Position identification records
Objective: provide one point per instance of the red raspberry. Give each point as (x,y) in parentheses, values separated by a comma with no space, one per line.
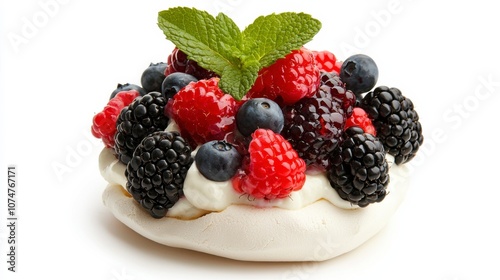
(360,118)
(178,62)
(104,122)
(327,61)
(273,169)
(202,111)
(293,77)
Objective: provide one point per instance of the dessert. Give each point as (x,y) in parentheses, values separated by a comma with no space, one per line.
(254,147)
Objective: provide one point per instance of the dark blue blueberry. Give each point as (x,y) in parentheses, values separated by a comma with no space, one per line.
(259,113)
(126,87)
(153,76)
(175,82)
(217,160)
(360,73)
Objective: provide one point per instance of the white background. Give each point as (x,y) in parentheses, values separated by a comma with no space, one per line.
(59,61)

THE REQUEST =
Rewrite every row above, changing "Objective" to "Goal" and keeping everything else the same. Omit the pictures.

FINAL RESULT =
Goal: provide one point per instance of the red raspberry. Give each point as (x,y) in parentheses, values separated by a comma with no space, one per line.
(360,118)
(178,62)
(104,122)
(327,61)
(273,169)
(202,111)
(293,77)
Goal: provide one point per instance of the dessert. Give each point as (x,y) in parentheses, values separated by a comma with no space, one per line.
(254,147)
Goal: provide one point per instance of the dark blue blueberry. Give each point as (x,y) in parentheses, values separated by a comma with no space, one per line.
(259,113)
(126,87)
(153,76)
(175,82)
(217,160)
(360,73)
Goal: provide one point per instance of the white background. Give each point as (x,y) in parentheses, values separated by a comma with no space, one per line.
(59,61)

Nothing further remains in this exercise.